What is required
Locate the line containing "Target: straw hat" in the material below; repeat it and every line after it, exactly as written.

Data provided

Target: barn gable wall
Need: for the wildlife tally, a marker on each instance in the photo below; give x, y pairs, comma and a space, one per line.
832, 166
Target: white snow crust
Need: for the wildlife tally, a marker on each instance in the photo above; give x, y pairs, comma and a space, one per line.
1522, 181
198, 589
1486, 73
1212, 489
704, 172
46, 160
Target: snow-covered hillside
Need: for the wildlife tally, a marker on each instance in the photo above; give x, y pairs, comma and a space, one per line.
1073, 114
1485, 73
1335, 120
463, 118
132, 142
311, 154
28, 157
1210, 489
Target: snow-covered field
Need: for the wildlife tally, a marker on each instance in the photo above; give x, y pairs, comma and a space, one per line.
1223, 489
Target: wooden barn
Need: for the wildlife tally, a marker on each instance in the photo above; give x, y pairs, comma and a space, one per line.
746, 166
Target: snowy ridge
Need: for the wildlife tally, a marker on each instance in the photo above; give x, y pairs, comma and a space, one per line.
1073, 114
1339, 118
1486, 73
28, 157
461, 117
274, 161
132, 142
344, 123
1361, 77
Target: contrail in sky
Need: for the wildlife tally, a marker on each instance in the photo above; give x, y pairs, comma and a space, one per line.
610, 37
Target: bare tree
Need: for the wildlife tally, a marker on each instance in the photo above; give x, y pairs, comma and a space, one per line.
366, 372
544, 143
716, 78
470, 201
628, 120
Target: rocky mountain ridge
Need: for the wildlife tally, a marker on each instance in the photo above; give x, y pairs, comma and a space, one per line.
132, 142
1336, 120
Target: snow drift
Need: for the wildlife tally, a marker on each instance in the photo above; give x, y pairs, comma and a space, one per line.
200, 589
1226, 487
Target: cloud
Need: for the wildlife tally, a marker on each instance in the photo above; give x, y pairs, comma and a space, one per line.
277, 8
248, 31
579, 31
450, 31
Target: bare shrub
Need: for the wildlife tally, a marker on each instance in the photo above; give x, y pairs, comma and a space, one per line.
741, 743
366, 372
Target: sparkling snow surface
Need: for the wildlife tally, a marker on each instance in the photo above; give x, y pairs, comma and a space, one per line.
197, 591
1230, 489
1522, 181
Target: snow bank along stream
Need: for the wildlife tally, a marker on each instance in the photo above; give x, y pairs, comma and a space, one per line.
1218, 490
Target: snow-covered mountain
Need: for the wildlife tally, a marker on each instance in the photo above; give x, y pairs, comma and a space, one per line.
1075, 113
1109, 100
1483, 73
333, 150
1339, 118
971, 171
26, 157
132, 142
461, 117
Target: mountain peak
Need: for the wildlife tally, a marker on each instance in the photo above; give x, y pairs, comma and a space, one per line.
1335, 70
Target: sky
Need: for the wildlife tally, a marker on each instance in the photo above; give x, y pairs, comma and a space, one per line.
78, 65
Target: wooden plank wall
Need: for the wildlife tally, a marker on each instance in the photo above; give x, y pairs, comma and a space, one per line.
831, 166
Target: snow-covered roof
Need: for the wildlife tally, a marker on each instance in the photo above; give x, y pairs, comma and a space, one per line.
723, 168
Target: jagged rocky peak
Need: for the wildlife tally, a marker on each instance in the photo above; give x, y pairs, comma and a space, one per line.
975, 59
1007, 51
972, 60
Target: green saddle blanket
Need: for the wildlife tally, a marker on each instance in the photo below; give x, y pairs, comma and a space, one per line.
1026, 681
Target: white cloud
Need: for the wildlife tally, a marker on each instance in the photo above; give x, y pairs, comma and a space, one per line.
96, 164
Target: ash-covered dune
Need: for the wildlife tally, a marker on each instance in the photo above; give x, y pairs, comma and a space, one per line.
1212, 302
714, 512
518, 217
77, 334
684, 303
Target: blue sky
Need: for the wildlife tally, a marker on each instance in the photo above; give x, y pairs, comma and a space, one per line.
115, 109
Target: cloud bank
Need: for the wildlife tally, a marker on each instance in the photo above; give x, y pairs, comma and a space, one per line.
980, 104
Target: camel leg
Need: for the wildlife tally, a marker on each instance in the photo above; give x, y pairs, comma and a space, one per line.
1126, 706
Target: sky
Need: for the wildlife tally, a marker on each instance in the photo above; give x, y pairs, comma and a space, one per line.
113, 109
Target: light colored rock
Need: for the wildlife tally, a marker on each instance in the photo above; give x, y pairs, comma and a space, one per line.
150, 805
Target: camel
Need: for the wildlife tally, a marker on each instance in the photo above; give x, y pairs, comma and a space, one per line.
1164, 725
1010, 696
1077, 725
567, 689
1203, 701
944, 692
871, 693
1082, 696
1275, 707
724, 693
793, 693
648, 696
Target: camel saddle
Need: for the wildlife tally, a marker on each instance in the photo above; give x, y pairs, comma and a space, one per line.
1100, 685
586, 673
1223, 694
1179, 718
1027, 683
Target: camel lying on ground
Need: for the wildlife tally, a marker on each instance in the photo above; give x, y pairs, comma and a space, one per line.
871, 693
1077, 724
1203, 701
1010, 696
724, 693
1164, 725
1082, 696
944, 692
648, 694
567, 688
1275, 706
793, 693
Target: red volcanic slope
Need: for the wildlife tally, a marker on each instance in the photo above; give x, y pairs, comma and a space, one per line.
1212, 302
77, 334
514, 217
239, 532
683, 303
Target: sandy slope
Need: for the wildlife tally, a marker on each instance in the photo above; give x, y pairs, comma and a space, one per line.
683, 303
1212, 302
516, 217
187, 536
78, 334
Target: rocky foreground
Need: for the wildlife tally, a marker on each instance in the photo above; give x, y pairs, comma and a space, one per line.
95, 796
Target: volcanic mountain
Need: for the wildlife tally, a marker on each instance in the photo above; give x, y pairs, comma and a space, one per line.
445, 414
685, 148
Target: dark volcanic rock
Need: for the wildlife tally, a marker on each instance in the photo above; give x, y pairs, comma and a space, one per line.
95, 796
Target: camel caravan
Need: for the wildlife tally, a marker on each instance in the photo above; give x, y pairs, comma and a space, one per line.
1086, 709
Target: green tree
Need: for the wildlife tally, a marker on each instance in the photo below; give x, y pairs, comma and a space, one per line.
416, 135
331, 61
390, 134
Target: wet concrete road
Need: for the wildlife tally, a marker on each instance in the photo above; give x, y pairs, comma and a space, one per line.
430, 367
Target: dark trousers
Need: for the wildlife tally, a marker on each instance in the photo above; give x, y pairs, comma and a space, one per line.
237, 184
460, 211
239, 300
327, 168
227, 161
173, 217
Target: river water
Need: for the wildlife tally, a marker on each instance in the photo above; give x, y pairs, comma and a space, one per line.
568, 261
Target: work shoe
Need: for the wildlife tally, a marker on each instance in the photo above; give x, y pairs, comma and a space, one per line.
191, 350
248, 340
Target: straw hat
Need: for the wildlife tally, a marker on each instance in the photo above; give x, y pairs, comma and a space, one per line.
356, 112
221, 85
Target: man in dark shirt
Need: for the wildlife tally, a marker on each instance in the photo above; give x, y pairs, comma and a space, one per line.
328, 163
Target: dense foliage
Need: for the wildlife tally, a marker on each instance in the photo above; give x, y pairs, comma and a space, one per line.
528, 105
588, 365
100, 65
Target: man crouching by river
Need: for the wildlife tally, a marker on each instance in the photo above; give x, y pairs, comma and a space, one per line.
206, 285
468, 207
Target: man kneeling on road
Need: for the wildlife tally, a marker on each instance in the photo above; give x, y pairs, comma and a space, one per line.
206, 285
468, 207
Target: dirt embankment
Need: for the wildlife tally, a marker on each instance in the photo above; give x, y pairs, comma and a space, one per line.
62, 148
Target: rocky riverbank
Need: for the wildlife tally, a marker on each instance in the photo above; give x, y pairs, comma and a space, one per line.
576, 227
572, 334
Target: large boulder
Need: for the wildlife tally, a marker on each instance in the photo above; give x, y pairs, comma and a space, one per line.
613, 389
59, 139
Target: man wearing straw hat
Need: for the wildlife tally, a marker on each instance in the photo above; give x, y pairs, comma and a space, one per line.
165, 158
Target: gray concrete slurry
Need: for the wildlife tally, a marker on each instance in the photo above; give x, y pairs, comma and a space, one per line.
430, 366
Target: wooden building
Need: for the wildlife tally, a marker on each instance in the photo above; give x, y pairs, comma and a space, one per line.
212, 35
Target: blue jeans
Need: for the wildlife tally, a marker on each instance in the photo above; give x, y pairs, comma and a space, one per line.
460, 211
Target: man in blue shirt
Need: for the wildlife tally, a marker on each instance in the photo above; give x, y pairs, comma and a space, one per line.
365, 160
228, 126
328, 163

Task result
Target: straw hat
Need: for the wildlife tally, a marker on each instance in the photo above; give x, y pairs, comma and a space, one per line.
356, 112
221, 85
Target: man in dark shirt
Need: for the wildlife tally, a marker on each instance in the photo above; give x, y pairs, comma and a space, one per line.
328, 163
Target: dense foliage
Need: for the wildlife tally, a marker on each instance in the photo above; give x, y pairs, comma and a space, one per line.
528, 105
588, 365
100, 65
Target: man crouching by river
Need: for the wildlife tally, a marker on each instance in the photo above; give x, y pairs, comma and a space, one per line.
206, 285
468, 207
Target: man kneeling on road
Need: for the wildlife tally, a marker on each instance in the photo above; give x, y pairs, comma and a space, one per line.
206, 285
468, 207
Target: dirt embankment
Need: for the wildlife tally, a marker on each instance in the photo above; give x, y pairs, comma and a space, one per line.
62, 148
Target: rocky riverbank
Need: for the wildlife tally, a marker on each instance in the photo above; give x, y pairs, comma and a space, one per line.
576, 227
572, 334
Target: large boulder
Need: for the wildlife tally, a marker on each instance in the photo above; give x, y pairs, comma and a space, one per line.
613, 389
59, 139
Target: man wearing straw hat
Need: for the wildlife tally, a marker on each instance in the photo above; give x, y pairs, comma and a space, one per line.
165, 158
Target: gray concrete slurry
Need: for the wildlife tally, a marker on each instance in the photo above; give x, y pairs, comma and a space, one per line.
430, 366
Target: wooden building
Need: for the wildlife tally, a marker on each instance in the photo above; give x, y pairs, comma and a space, one per line.
212, 35
Target: blue jeans
Need: for the wildlife tally, a marker on each instance in the photo above; give x, y pairs, comma and a space, one per line.
460, 211
Target: man in blue shirt
Need: for the wildlife tally, a marker on each instance in the photo above; give x, y pairs, comma and a space, one per line.
365, 160
228, 126
328, 163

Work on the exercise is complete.